→ **What this task involves**: Write out the line that contains "We need you to process the image above and detect pine" and every line after it through the end of the entries, exactly as given and with no other lines.

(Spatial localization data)
-=-=-
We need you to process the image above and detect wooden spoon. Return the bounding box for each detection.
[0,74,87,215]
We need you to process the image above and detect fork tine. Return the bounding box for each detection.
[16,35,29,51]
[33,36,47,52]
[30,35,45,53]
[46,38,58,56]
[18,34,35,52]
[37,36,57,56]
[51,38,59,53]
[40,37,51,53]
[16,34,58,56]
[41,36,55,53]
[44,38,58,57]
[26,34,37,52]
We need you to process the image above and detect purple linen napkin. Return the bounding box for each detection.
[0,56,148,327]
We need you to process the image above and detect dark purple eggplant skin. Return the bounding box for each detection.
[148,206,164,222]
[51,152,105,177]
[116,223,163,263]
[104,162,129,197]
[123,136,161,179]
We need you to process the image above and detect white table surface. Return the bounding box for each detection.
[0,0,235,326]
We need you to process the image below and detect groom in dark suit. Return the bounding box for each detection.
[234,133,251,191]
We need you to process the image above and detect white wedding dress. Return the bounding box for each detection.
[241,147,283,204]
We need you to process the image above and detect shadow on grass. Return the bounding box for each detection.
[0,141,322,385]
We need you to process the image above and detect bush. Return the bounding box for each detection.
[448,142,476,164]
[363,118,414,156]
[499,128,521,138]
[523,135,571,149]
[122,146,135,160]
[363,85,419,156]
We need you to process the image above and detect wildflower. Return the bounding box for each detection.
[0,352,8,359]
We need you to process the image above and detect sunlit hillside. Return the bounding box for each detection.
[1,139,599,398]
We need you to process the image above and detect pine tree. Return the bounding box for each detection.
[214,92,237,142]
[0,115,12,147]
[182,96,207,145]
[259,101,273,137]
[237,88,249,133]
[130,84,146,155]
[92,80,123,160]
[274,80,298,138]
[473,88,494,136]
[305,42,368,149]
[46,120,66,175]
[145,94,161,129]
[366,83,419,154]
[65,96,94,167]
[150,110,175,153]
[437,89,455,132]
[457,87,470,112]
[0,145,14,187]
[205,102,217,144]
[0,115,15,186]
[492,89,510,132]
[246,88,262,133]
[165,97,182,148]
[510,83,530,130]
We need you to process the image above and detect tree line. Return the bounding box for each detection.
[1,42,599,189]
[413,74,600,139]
-=-=-
→ **Result of the exercise**:
We need you to process the image above and detect pine tree. Return the bounding box for each detection.
[214,92,237,142]
[0,115,12,147]
[182,96,207,145]
[259,101,273,137]
[237,88,249,133]
[130,84,146,155]
[92,80,123,160]
[274,80,298,138]
[473,88,494,136]
[305,42,368,149]
[46,120,66,175]
[145,94,161,129]
[366,83,419,154]
[65,96,94,167]
[150,110,175,153]
[437,89,455,132]
[457,87,470,112]
[0,145,14,187]
[205,102,217,144]
[0,115,15,186]
[492,89,510,132]
[246,88,262,133]
[165,97,182,148]
[510,83,530,130]
We need you to process the image above and detect tree line. Return the bounding box for each detection.
[1,42,599,189]
[413,74,600,139]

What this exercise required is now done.